**AUFGABE:** Weshalb wies Roland Berger laut dem Textauszug über Manager und Demut seine Sekretärin vor laufender Kamera zurecht?

Die Ausbildung und die Bedingungen der Karriereentwicklung von Managern sind darauf ausgerichtet, Individualisten zu formen. Dafür sorgen allein schon die auf persönliche Stärke und Einzelerfolg gerichteten Ausleseverfahren. Dadurch kommt es zu einer starken Ausprägung des Egos als notwendige Voraussetzung für einen erfolgreichen Berufsweg als Manager. Dies alles macht es den Managern schwer, Demut zu üben. Sie assoziieren damit, mindestens unbewusst, eine Schwächung ihrer Persönlichkeit. Aber auch das stimmt bei näherer Betrachtung nicht, auch hier arbeiten unbewusst wirkende Konditionierungen kontraproduktiv. Dazu ein, zugegeben etwas extremes, Beispiel: Ich erinnere mich an eine Fernsehsendung über Roland Berger, in der er vor laufender Kamera seine Sekretärin wegen eines Schreibfehlers in einem Brief zurechtwies. Mir ist bis heute nicht klar, warum das ins Fernsehen musste. Viel Mut hat er für diese Demütigung jedenfalls nicht gebraucht. Umso mehr Hochachtung habe ich für die Sekretärin, die zwar einigermaßen erstarrte, trotzdem aber die Fassung behielt. Das zeigte ihre Stärke. Für mich ging sie aus dieser Situation als die Überlegene heraus.

**DATENLISTE:**

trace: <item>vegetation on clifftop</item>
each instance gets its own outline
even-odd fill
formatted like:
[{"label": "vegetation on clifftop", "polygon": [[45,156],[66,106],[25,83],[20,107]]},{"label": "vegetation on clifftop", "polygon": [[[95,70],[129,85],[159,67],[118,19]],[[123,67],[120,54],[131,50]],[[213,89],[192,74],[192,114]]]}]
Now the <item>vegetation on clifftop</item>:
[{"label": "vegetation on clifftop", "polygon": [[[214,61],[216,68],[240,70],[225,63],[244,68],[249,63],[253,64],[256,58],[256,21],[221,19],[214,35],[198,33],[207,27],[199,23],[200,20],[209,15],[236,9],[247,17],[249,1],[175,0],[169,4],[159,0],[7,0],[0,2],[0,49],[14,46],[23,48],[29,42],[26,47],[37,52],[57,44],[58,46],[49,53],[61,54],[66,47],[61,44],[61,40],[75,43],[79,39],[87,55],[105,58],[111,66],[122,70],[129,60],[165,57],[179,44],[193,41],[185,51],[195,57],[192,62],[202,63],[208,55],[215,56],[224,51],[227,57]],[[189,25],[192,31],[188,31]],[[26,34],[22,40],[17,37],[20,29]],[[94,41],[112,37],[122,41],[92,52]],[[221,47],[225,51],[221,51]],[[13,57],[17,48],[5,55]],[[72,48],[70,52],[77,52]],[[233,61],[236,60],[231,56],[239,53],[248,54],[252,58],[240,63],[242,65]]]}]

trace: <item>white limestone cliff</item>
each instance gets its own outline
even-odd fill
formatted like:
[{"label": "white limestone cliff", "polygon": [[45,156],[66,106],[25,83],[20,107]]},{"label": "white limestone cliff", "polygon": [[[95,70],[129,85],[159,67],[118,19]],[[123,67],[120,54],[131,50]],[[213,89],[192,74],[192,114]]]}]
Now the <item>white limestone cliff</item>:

**LÖSUNG:** Wegen eines Schreibfehlers in einem Brief.